# Exercise directions
Word for word, restate every record, though not the pictures.
── Data excerpts ──
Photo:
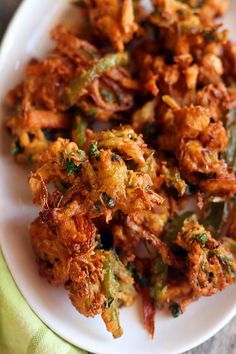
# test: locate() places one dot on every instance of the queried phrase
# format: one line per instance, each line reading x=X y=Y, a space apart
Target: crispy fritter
x=211 y=266
x=115 y=214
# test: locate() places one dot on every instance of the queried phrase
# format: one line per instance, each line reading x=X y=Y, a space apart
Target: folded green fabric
x=21 y=331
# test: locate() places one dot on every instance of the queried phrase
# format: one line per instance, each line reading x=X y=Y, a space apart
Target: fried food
───
# Completed task
Photo:
# test: locate() places one dot on every instance of the queried phrase
# format: one line per instance, each line reading x=X y=Y, a space apart
Target: crispy fritter
x=211 y=266
x=115 y=214
# test: locate() places one dot on every instance of the queried phrase
# format: one line per instance, each line reading x=X y=Y, a space apart
Target: folded green fabric
x=21 y=331
# test: locate() places one dot on every instance of the queried phrase
# format: one line per instance, each line reading x=X y=Y, a space apart
Target: fried food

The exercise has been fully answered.